> EXERCISE DESCRIPTION
Which lines below contain the word "water"? List each of them, and note that case matters.

::: LISTING

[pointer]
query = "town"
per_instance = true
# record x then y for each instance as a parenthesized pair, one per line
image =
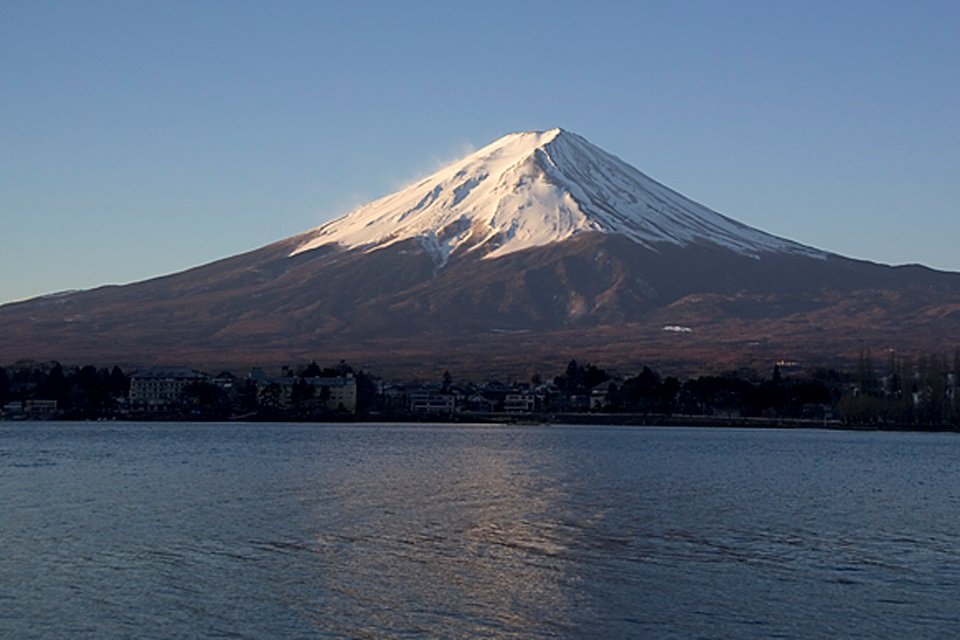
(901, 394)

::::::
::: LISTING

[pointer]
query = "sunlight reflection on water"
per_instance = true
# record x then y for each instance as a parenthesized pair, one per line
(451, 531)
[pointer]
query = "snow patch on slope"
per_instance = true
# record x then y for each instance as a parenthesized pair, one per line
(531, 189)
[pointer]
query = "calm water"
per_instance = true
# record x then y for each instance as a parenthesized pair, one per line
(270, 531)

::::::

> FINISHED ANSWER
query = "sunlight reflection on water"
query = "calm water"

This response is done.